Extraia, sem nenhuma alteração, a passagem do texto sobre Lélia Gonzalez que se inicia pelas palavras que contêm "A recente chegada" e se encerra em "pensamento da professora.".

:: Trecho fornecido ::
◆ ◆ ◆ ◆ ◆ ◆ ◆
A recente chegada de Por um Feminismo Afro-latino-americano (Editora Zahar) marca a concretização de um desejo que a intelectual antirracista, professora, ativista política e nome fundamental do feminismo negro Lélia Gonzalez (1935-1994) acalentou em seus últimos anos: fazer com que o seu pensamento se espraiasse para além dos círculos acadêmicos, e de discussões restritas aos movimentos sociais, e alcançasse o grande público. A obra, organizada pelas pesquisadoras Flavia Rios e Márcia Lima, reúne pela primeira vez ensaios, artigos e entrevistas, além de discursos e intervenções públicas de Gonzalez, “sem dúvida uma autora clássica, uma intérprete do Brasil. E mais: uma intérprete da América Latina, que merece ser reconhecida em seu país natal”, diz Flavia, que há quase 20 anos estuda o pensamento da professora.
Nesta entrevista ao Pernambuco, Flavia Rios, professora de sociologia na Universidade Federal Fluminense (UFF) e pesquisadora do Afro — Núcleo de Pesquisa sobre Raça, Gênero e Justiça Racial do Cebrap, nos aproxima de conceitos-chave da obra de Gonzalez e mostra sua atualidade incontornável, celebrada pela ativista Angela Davis em sua última passagem pelo Brasil, em 2019: “Acho que aprendo mais com Lélia Gonzalez do que vocês poderiam aprender comigo”. Se em 2020 assistimos a uma escalada vertiginosa do debate racial diante de crimes como o assassinato de George Floyd cometido pela polícia estadunidense e o espancamento de Beto Freitas até a morte por seguranças de uma loja do Carrefour, no Rio Grande do Sul, o presente nos convoca à articulação e à ação sob a luz do legado de Lélia Gonzalez.
Muitas pautas reivindicadas pelos feminismos negros contemporâneos do Brasil e de outros países da América Latina já estavam em discussão na obra de Gonzalez, entre elas a necessidade da desconstrução de representações essencialistas sobre as mulheres negras, certo? Que outros exemplos você pode nos dar?
◆ ◆ ◆ ◆ ◆ ◆ ◆
:: Registros fornecidos ::
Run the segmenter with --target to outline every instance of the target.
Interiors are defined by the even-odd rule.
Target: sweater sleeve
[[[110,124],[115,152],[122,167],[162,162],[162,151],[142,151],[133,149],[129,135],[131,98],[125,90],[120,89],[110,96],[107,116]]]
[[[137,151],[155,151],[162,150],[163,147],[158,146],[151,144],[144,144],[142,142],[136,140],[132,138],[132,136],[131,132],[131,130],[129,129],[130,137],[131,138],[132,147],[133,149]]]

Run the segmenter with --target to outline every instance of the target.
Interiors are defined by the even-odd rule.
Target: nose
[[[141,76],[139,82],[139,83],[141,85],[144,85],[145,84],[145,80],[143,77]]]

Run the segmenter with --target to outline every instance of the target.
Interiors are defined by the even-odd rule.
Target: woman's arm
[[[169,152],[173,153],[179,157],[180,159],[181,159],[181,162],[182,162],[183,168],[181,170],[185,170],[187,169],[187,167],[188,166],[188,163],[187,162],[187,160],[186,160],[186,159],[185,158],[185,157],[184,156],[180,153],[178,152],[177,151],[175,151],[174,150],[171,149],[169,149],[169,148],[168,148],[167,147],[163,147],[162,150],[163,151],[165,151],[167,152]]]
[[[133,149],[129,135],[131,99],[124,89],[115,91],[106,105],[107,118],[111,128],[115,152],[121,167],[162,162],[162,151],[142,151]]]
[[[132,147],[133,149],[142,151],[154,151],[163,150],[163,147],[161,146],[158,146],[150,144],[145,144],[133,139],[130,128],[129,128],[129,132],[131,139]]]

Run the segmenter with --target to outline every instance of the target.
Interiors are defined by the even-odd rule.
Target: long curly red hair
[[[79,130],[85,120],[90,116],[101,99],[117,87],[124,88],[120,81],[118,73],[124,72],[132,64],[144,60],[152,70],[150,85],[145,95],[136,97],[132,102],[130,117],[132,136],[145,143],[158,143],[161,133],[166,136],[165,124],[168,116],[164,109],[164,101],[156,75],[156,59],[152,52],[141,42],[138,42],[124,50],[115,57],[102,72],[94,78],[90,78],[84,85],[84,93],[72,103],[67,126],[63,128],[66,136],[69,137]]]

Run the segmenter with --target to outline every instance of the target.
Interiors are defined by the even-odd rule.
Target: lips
◆ ◆ ◆ ◆ ◆ ◆ ◆
:: Resultado do exercício ::
A recente chegada de Por um Feminismo Afro-latino-americano (Editora Zahar) marca a concretização de um desejo que a intelectual antirracista, professora, ativista política e nome fundamental do feminismo negro Lélia Gonzalez (1935-1994) acalentou em seus últimos anos: fazer com que o seu pensamento se espraiasse para além dos círculos acadêmicos, e de discussões restritas aos movimentos sociais, e alcançasse o grande público. A obra, organizada pelas pesquisadoras Flavia Rios e Márcia Lima, reúne pela primeira vez ensaios, artigos e entrevistas, além de discursos e intervenções públicas de Gonzalez, “sem dúvida uma autora clássica, uma intérprete do Brasil. E mais: uma intérprete da América Latina, que merece ser reconhecida em seu país natal”, diz Flavia, que há quase 20 anos estuda o pensamento da professora.